(Dataset entries)
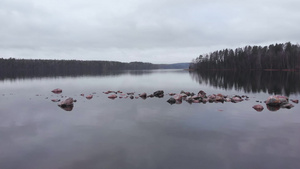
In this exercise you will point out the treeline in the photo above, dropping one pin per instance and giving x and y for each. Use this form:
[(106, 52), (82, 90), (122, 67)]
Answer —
[(272, 82), (15, 68), (278, 56)]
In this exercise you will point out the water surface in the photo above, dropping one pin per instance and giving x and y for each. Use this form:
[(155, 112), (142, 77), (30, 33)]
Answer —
[(102, 133)]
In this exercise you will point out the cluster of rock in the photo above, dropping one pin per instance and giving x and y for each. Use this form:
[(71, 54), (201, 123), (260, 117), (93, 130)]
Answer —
[(273, 103), (131, 95), (202, 97)]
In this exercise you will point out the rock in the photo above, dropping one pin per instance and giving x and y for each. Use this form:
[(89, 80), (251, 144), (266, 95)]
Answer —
[(55, 100), (202, 94), (295, 101), (189, 100), (258, 107), (287, 106), (273, 108), (109, 91), (159, 93), (67, 104), (276, 100), (236, 99), (178, 97), (89, 96), (113, 96), (151, 95), (171, 100), (196, 101), (57, 91), (143, 95)]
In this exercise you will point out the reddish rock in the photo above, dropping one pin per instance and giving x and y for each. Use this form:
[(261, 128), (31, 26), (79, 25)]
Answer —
[(67, 104), (287, 106), (57, 91), (143, 95), (258, 107), (55, 100), (201, 93), (178, 97), (236, 99), (276, 100), (113, 96)]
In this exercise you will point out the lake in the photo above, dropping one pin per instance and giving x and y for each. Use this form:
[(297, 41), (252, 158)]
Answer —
[(148, 134)]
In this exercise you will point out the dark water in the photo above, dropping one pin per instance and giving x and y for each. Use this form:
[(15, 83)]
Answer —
[(139, 134)]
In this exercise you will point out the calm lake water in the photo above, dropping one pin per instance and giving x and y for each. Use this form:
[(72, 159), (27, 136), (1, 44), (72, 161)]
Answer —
[(148, 134)]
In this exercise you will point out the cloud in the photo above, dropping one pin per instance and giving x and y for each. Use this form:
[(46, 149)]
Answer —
[(169, 31)]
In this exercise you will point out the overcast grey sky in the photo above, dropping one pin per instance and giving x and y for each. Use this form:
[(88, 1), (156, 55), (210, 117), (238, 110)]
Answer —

▸ **OBJECTIVE**
Put the lines of the rows above, from the start through the line containing "[(102, 133)]", inclusive, into a Markdown table with the columns Number and Text. Give each line its own numbered entry, skip blank lines, and leave the pictures out.

▸ **RESULT**
| Number | Text |
|---|---|
| 1 | In this exercise you will point out the treeline in the photo above, dropping one pin per instance and giving x and y for each. Use this form: |
| 2 | [(106, 52), (82, 90), (122, 67)] |
| 3 | Answer — |
| 4 | [(272, 82), (15, 68), (278, 56)] |
| 5 | In this exercise you will point out the water surface in the photo above, dropping one pin per instance and giving x and y for each. Use this form: |
| 6 | [(155, 112), (142, 77), (30, 33)] |
| 7 | Answer — |
| 8 | [(102, 133)] |